# [Prompt]
Quote the data below word for word, starting at the line that contains "of the gray" and ending at the last line of the data, both included.
++++ Data excerpts
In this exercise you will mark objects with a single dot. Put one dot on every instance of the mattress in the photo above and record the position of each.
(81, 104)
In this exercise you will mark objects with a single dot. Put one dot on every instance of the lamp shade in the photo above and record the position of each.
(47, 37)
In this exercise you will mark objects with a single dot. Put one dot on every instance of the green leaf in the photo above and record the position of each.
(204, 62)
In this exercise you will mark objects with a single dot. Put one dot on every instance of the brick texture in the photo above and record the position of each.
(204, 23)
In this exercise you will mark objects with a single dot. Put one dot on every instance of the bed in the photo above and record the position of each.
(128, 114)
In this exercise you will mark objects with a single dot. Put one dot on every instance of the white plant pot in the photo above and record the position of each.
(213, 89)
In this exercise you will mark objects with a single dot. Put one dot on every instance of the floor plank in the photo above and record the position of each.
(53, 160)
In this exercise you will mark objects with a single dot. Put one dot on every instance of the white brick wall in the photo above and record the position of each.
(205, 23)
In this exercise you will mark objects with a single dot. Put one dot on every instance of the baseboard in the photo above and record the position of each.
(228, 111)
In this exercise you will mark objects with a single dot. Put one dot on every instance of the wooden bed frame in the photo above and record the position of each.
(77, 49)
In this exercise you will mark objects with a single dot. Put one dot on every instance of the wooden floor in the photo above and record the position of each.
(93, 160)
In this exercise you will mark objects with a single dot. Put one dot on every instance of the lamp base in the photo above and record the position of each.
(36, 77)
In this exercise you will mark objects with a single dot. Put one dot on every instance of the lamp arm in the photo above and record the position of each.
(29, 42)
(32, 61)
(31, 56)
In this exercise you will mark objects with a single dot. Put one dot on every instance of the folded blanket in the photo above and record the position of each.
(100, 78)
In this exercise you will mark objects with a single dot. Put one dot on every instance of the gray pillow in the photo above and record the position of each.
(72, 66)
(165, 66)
++++++++
# [Task response]
In this exercise you will mark objects with a single dot. Put one dot on every instance of the gray pillow in the photo above and record the position of each.
(72, 66)
(165, 66)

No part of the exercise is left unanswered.